TASK STATEMENT — Copy the records below exactly, from the line containing "the chimney pot" through the last line, and leave out every picture.

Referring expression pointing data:
□ □ □ □

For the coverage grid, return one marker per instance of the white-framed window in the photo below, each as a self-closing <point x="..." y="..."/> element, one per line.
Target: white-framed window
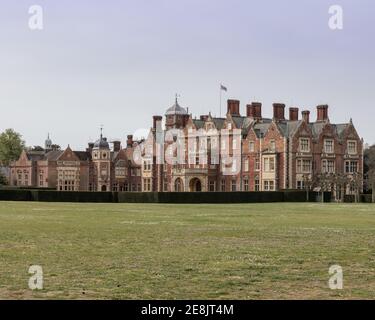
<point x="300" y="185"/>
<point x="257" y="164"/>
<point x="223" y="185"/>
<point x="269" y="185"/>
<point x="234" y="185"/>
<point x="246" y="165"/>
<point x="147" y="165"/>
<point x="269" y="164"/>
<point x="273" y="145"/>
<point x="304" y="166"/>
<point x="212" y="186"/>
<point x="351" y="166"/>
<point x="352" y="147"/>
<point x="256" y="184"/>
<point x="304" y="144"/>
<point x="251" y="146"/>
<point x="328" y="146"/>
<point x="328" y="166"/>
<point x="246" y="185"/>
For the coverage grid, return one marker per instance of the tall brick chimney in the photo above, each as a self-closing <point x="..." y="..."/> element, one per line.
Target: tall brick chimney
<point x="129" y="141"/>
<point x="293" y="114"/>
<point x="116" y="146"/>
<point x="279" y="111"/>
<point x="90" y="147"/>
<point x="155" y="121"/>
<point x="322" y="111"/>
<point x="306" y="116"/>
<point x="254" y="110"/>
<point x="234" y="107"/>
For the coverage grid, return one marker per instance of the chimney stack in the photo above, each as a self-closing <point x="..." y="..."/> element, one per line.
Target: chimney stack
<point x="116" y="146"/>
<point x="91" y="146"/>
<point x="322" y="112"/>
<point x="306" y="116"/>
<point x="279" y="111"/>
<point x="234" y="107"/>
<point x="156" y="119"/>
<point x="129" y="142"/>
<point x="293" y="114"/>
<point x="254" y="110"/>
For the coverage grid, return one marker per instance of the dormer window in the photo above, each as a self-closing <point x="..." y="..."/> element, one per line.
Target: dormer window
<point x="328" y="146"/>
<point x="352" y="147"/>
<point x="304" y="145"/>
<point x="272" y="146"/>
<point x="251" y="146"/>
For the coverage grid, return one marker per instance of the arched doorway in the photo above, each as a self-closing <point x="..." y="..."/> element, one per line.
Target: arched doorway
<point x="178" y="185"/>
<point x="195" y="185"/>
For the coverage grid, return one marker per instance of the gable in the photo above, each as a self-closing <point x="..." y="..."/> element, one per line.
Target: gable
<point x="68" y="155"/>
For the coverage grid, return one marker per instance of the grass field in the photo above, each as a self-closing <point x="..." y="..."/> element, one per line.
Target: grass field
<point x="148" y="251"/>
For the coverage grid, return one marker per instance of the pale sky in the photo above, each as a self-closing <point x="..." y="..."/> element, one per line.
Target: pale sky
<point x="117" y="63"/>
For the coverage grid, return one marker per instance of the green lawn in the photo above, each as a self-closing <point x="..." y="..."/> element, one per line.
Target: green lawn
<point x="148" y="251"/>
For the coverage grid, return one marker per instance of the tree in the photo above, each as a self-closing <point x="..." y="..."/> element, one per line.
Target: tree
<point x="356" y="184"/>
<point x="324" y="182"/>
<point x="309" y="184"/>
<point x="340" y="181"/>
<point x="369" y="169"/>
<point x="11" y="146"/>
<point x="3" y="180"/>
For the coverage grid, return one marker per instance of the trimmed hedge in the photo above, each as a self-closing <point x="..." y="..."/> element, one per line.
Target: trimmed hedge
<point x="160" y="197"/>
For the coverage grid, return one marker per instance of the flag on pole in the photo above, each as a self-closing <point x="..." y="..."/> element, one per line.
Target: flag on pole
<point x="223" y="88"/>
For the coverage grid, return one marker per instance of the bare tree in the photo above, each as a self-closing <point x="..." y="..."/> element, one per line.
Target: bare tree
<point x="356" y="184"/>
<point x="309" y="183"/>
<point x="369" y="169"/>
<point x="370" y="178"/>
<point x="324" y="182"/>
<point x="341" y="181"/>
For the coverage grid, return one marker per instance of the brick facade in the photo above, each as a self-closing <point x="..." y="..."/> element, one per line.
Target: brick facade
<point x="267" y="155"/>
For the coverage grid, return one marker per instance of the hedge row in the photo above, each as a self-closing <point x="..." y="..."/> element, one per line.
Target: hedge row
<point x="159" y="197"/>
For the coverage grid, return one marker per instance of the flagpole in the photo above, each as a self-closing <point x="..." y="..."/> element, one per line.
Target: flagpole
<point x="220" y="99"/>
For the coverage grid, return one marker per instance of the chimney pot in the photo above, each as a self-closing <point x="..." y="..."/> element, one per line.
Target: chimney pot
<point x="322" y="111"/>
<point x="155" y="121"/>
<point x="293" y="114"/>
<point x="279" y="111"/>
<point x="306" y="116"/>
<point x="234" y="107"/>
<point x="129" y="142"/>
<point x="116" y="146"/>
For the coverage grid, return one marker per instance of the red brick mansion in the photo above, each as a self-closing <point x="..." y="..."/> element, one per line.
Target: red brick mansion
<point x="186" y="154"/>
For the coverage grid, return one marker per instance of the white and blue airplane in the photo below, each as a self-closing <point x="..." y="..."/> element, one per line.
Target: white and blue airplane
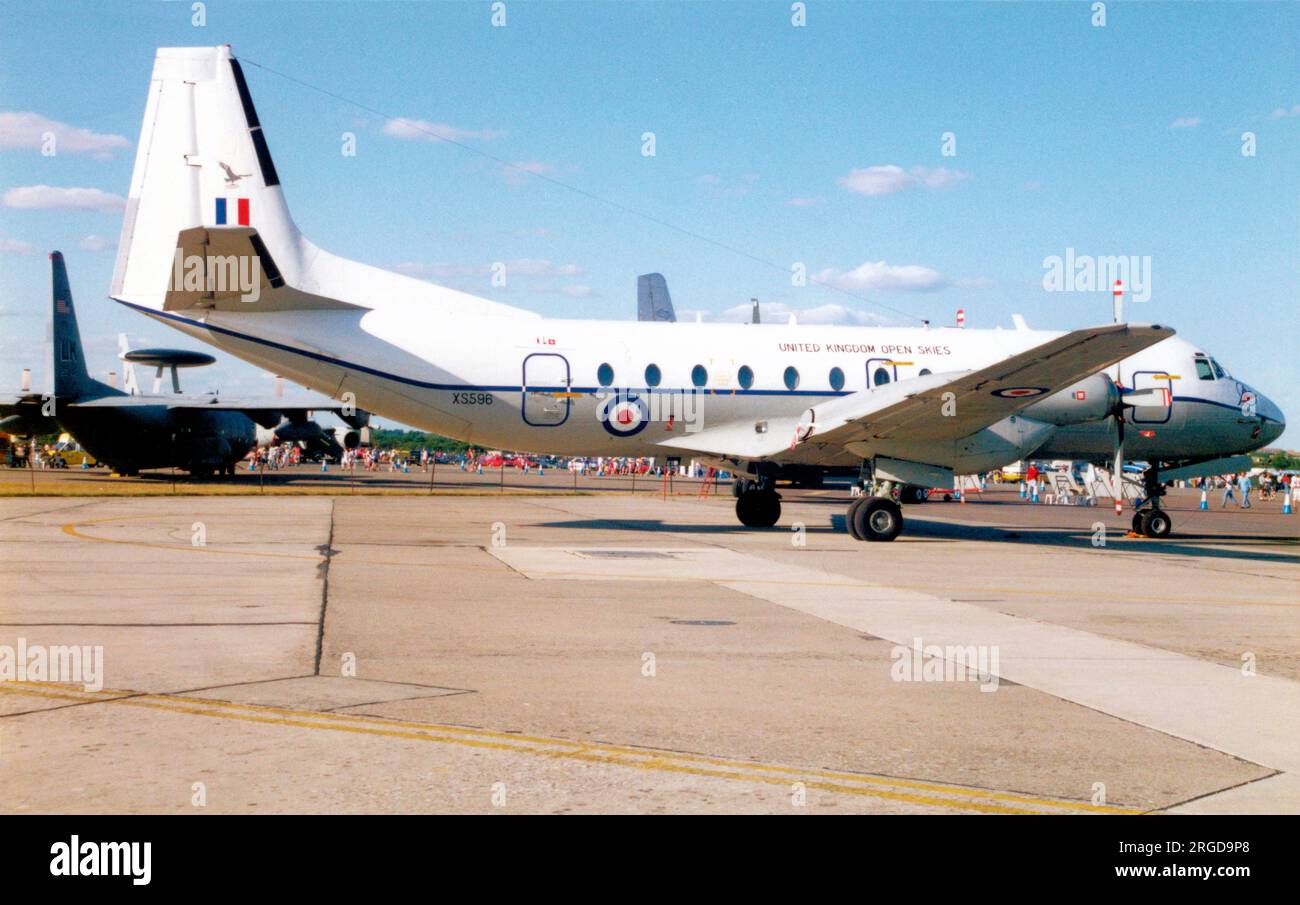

□ □ □ □

SOLUTION —
For the coverage grid, return one marker per instance of the chimney pot in the photo above, each as a self-closing <point x="..." y="..."/> element, one per line.
Target: chimney pot
<point x="322" y="111"/>
<point x="155" y="121"/>
<point x="293" y="114"/>
<point x="279" y="111"/>
<point x="306" y="116"/>
<point x="234" y="107"/>
<point x="129" y="142"/>
<point x="116" y="146"/>
For the coverage grid, return one marker per instance of the red brick mansion in the photo above, each as a self-closing <point x="..." y="..."/> element, one per line.
Target: red brick mansion
<point x="186" y="154"/>
For the coverage grid, return one marker per instance of the white and blue airplane in the photo below, each as a self-closing <point x="..." y="..."/> element, one per line.
Target: white and blue airplane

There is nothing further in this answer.